Working data:
»»

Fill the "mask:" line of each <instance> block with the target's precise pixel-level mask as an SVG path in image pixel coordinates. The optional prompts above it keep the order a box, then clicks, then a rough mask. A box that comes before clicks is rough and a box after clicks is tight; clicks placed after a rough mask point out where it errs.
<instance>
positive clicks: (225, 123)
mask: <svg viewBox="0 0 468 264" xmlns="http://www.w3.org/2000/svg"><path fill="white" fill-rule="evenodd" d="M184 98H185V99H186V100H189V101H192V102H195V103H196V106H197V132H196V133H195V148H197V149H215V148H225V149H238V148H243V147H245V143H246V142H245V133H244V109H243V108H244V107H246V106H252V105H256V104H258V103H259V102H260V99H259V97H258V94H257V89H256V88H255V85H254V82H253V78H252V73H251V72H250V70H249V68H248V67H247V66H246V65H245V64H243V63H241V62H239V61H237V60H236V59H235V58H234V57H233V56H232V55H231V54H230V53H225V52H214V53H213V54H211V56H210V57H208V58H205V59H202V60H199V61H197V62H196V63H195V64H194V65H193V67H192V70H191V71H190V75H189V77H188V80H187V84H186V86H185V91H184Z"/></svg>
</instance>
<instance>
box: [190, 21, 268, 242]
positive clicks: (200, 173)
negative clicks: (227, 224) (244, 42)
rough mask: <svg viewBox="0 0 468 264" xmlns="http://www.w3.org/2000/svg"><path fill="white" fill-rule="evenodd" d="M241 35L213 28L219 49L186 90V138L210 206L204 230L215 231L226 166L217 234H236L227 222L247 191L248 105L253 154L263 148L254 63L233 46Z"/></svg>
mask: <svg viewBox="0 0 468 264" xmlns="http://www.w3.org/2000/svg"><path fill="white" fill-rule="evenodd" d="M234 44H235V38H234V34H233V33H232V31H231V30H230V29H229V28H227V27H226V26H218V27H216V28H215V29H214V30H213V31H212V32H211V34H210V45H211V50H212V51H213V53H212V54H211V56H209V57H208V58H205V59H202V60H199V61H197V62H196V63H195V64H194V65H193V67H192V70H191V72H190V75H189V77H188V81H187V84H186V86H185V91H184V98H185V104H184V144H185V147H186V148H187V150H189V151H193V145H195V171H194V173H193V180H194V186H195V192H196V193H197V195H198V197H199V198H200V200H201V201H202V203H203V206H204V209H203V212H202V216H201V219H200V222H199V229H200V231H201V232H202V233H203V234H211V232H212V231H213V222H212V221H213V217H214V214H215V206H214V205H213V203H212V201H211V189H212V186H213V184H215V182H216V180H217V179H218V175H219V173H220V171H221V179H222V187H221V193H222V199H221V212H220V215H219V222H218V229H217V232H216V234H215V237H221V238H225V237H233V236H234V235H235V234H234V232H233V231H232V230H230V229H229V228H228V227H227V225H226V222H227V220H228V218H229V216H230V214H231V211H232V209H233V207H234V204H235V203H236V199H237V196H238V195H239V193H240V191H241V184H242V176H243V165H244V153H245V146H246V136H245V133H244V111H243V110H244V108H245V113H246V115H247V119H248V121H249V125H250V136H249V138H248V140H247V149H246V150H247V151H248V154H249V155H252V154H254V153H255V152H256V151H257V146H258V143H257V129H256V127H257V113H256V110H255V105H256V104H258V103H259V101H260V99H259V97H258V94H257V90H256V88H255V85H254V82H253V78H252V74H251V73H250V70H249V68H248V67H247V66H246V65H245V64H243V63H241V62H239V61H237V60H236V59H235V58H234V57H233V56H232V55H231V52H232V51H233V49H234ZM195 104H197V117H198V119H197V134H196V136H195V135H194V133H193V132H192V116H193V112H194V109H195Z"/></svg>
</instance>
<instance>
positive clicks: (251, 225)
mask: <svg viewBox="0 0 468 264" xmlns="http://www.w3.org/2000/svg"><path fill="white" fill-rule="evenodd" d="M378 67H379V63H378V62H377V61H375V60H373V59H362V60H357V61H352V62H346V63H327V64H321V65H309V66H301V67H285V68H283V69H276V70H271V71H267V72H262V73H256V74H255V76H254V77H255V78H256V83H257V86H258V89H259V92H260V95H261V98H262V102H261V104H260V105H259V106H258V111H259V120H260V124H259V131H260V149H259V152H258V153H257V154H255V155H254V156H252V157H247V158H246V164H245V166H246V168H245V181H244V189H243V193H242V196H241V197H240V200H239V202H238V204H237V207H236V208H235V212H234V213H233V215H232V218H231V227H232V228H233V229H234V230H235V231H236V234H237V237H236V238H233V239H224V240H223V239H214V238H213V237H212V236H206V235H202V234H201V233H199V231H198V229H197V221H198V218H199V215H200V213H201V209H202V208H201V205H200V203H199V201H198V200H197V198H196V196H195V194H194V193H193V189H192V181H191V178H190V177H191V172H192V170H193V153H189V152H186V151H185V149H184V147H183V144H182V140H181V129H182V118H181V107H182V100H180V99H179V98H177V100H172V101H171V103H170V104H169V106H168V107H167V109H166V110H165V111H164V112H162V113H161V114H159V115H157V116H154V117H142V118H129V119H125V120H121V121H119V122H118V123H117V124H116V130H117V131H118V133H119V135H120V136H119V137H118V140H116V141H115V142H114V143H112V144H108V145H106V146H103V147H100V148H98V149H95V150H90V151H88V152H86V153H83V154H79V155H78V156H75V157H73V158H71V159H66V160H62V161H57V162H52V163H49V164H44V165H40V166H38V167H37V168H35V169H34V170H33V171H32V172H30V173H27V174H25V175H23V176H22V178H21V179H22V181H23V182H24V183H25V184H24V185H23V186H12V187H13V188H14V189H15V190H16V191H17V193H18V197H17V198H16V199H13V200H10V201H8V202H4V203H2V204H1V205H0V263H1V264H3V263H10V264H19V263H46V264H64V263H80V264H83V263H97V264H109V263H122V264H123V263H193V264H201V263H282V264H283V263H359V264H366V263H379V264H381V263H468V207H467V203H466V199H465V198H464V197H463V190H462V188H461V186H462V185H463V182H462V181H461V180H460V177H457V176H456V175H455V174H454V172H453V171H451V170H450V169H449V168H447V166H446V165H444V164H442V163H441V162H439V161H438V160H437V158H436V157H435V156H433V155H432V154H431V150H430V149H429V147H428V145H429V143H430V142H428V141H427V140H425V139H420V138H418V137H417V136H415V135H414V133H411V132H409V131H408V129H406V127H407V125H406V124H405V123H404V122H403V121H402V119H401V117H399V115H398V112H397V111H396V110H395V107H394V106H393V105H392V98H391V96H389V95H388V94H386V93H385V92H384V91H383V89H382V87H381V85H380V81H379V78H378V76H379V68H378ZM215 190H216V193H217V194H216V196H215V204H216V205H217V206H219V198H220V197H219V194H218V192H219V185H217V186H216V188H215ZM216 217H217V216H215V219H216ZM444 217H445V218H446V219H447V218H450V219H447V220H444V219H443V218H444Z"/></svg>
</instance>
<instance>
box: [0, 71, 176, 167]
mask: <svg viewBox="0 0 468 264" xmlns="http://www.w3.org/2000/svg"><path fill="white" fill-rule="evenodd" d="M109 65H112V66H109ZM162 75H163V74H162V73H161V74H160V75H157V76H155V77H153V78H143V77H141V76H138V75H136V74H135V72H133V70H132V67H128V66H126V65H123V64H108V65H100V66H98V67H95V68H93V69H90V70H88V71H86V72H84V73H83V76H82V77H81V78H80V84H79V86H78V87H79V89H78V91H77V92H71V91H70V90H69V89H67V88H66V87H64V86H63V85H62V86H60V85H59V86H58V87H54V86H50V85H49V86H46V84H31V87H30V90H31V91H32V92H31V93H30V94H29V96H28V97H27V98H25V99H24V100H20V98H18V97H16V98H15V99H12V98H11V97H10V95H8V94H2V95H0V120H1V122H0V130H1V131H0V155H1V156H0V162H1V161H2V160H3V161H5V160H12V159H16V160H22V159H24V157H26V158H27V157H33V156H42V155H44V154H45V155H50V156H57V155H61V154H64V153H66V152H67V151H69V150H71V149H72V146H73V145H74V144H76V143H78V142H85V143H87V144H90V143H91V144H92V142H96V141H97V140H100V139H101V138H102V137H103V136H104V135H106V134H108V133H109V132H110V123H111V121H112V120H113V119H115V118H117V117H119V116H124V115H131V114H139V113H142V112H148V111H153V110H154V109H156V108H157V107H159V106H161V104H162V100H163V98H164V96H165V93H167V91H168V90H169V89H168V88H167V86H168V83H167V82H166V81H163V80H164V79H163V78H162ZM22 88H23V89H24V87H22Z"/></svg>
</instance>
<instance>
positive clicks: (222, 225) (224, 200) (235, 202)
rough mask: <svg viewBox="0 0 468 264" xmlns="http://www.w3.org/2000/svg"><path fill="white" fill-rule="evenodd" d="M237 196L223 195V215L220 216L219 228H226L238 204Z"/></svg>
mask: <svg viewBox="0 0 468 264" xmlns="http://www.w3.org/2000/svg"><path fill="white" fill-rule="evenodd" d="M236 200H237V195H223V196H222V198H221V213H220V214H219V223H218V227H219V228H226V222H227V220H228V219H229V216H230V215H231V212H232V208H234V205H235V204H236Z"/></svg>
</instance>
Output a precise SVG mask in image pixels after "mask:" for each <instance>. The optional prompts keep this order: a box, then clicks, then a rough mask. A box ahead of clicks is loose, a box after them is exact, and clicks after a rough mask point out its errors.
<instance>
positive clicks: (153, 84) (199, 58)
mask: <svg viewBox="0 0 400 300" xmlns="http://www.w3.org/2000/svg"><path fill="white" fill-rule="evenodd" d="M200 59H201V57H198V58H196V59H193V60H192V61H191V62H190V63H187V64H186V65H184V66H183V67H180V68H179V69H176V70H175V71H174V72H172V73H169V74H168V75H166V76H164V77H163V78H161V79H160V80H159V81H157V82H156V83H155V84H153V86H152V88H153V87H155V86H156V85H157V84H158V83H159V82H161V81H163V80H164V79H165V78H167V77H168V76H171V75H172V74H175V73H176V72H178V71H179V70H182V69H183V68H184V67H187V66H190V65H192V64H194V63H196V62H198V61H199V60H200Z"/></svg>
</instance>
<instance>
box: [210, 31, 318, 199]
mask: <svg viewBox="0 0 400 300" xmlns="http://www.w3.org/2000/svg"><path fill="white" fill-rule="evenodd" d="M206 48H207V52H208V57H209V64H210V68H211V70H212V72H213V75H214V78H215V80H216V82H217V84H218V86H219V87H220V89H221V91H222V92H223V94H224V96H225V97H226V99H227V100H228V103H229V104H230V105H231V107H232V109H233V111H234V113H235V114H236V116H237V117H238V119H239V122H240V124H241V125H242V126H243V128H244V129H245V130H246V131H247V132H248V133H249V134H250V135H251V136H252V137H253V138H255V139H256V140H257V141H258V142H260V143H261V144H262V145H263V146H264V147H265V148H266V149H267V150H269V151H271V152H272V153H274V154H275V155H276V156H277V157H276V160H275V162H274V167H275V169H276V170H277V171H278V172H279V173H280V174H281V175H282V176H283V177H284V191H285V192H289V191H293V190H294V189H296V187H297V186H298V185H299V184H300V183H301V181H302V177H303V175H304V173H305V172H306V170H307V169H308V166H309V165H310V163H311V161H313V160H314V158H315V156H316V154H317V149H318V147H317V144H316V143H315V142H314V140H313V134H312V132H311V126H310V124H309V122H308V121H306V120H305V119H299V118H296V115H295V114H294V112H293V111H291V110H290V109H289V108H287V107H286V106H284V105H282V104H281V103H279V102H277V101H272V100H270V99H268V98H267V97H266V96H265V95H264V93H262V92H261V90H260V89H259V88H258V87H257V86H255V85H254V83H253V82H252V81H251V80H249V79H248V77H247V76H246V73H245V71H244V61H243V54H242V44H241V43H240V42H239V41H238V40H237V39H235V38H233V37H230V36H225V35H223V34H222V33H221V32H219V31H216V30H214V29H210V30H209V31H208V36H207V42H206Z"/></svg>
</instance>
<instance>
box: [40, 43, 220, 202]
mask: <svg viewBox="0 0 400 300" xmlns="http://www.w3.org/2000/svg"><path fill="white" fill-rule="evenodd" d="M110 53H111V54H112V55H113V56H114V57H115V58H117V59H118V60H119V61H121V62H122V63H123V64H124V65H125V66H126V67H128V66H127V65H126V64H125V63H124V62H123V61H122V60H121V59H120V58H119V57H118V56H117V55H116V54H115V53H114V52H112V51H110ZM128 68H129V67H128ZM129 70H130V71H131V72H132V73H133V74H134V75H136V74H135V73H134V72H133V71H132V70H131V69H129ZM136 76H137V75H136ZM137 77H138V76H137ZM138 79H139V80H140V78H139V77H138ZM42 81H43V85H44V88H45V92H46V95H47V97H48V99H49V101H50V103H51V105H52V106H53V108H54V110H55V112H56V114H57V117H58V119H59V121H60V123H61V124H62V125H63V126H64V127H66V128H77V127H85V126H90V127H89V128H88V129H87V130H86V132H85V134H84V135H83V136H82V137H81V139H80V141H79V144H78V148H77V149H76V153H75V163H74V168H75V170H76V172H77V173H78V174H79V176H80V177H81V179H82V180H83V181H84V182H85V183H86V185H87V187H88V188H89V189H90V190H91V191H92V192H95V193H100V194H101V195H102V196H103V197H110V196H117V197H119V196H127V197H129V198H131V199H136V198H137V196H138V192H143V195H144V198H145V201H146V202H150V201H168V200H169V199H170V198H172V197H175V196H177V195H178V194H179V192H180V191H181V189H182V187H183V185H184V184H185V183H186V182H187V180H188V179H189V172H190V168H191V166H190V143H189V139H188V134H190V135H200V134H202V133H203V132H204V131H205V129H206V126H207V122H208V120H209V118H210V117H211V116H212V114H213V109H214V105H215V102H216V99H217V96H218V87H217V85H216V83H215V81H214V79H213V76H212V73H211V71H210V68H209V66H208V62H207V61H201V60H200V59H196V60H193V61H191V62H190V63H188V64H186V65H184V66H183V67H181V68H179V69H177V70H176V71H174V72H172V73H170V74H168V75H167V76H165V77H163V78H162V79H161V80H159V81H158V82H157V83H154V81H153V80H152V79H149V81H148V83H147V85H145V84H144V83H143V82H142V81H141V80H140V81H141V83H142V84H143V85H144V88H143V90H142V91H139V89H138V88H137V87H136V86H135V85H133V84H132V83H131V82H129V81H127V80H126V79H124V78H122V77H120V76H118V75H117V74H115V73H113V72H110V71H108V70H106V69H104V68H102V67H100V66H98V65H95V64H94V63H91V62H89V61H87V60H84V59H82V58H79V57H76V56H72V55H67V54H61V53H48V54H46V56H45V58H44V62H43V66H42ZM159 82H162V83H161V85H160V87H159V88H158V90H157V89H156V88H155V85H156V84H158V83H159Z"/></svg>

««

About this task: From the entries, report every line in which the string "optional" occurs.

Output of the exercise:
Fill the "mask:" line of each <instance> block with the target's precise pixel-level mask as an SVG path in image pixel coordinates. The optional prompts above it keep the order a box, then clicks, then a rough mask. A box that comes before clicks is rough and a box after clicks is tight; clicks placed after a rough mask point out where it errs.
Output a precise SVG mask in image pixels after "mask:" for each <instance>. The optional prompts keep this order: a box, then clicks, then a rough mask. A box ahead of clicks is loose, a box after them is exact, and clicks after a rough mask point out its errors.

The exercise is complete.